SHORT TASK.
Repeat every row below verbatim, changing nothing.

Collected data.

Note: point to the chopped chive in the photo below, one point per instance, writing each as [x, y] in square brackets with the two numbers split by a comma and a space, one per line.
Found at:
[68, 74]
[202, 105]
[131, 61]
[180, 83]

OUTPUT FOR THIS TASK.
Note: point to the chopped chive in the photo below, one point per instance, writing each as [x, y] in square brackets with the two numbers split by a comma and a space, one per line.
Found at:
[68, 74]
[202, 105]
[131, 61]
[180, 83]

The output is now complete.